Extracted material >>
·····

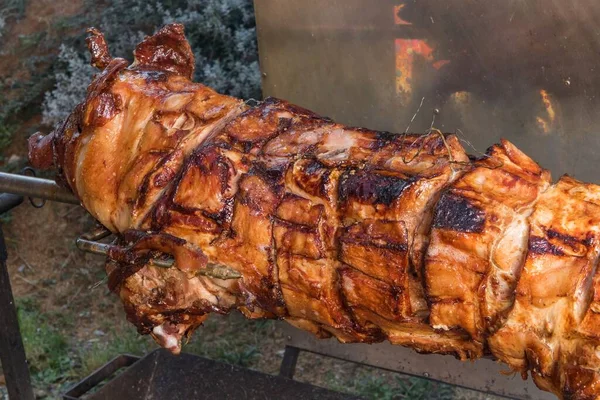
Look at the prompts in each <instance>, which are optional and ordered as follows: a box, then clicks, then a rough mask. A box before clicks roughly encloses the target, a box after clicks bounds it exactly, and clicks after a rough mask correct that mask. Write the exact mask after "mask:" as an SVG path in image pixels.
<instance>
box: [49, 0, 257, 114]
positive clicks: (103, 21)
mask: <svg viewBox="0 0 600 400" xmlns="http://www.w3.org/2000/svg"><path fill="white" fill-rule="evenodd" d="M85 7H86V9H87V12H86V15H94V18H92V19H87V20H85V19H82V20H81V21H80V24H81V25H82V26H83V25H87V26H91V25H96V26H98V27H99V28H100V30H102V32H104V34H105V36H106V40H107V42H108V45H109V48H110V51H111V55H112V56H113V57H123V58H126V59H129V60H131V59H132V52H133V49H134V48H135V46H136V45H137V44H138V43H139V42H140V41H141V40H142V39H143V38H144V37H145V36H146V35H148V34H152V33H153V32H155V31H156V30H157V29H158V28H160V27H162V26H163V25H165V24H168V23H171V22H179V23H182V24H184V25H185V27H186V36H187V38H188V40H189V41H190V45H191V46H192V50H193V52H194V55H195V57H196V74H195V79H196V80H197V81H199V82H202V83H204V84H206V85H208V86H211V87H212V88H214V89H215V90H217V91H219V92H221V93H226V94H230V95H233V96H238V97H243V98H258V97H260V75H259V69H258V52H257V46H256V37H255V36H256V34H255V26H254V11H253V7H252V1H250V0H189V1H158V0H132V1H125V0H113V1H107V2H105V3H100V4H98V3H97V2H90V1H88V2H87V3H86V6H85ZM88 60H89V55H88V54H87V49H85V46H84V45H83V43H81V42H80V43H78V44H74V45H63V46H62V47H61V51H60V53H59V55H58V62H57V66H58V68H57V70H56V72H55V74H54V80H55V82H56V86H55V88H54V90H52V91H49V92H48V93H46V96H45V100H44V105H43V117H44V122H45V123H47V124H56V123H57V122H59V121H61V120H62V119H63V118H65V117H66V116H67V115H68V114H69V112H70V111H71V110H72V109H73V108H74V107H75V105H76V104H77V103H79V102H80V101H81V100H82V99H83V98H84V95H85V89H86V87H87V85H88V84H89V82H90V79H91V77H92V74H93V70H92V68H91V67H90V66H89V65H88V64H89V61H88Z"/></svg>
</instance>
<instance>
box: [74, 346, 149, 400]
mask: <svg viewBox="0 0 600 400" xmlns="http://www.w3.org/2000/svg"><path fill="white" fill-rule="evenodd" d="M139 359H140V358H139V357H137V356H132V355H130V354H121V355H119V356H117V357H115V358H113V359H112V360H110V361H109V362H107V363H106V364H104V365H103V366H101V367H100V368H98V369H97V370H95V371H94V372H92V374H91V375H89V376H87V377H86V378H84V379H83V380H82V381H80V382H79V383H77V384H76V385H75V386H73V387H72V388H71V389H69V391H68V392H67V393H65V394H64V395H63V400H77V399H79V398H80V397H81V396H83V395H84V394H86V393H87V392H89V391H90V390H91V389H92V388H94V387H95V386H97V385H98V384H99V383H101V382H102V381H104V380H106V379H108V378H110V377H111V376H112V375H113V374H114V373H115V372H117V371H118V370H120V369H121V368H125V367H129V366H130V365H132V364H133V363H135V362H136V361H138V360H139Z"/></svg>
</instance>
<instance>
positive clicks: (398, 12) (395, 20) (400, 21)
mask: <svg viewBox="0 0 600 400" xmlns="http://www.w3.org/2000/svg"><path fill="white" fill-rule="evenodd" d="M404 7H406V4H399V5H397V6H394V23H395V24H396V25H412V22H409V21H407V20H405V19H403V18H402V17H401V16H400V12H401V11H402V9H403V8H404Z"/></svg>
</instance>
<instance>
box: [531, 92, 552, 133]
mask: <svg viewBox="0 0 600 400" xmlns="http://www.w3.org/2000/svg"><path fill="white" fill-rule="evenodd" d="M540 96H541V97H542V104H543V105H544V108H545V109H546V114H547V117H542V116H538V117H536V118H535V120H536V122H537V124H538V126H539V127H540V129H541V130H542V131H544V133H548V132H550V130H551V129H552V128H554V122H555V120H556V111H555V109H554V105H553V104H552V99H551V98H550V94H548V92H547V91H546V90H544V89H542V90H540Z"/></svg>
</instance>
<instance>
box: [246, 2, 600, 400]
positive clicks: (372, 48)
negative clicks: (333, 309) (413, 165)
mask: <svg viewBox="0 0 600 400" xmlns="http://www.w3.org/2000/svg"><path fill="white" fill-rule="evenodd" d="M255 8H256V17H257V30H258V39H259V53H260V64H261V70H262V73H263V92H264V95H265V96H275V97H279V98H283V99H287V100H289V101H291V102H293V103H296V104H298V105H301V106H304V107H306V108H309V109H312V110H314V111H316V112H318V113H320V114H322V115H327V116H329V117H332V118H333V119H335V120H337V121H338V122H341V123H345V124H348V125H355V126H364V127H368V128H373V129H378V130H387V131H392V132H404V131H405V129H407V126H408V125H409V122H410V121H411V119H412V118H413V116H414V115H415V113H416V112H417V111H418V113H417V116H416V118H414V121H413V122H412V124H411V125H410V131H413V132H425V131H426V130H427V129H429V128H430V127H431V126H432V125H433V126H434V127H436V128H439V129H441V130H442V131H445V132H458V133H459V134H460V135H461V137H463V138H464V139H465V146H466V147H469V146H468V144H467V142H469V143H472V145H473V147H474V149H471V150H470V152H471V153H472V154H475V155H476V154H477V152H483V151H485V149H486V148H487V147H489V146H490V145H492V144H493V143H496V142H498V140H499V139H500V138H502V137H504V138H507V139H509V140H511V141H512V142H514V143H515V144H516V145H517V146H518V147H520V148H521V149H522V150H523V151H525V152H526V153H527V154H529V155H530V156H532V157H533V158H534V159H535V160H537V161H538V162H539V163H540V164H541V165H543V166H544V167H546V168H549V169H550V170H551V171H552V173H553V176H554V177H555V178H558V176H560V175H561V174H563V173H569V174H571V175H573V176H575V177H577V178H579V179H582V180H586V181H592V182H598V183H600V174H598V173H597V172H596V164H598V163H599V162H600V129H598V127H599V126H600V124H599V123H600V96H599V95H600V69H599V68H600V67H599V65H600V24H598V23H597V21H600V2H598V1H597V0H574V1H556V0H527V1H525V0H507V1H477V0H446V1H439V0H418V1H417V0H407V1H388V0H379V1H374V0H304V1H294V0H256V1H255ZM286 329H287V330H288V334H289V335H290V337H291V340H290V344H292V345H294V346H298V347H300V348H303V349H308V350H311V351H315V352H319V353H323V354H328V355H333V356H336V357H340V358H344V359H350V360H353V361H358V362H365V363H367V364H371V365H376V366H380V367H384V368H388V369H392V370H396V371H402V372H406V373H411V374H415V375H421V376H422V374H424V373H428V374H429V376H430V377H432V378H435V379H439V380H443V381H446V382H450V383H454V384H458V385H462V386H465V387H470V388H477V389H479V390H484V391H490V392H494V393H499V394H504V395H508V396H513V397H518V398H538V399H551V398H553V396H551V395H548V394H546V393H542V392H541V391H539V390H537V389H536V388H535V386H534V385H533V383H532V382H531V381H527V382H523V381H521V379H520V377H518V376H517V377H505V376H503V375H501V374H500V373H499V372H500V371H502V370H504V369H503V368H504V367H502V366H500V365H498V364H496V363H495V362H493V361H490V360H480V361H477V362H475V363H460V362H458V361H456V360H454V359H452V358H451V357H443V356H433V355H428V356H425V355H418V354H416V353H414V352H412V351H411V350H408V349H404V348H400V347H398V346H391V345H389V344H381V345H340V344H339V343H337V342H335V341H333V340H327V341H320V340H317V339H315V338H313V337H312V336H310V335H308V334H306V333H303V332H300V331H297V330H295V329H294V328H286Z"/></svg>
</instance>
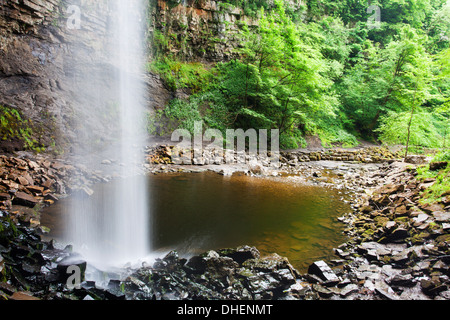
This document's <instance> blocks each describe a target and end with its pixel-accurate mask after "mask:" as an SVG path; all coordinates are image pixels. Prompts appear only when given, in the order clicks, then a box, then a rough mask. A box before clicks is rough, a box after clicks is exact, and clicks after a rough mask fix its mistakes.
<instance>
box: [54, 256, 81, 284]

·····

Your instructions >> Update the rows from the first one through the line containing "positive clicks: (103, 21)", both included, by replacing "clicks" with "points" and keeping everything else the same. Omit the pictures from your answer.

Answer below >>
Look at the prompts in each <instance>, which are optional and ordered as follows: a box, then points, then a rough mask. A box before points roughly encloses the target, a box after points bounds it exactly, and points after a rough mask correct that mask. Write the exact mask after "mask:" as an SVG path in image pixels.
<instance>
box: [49, 0, 257, 114]
positive points: (103, 21)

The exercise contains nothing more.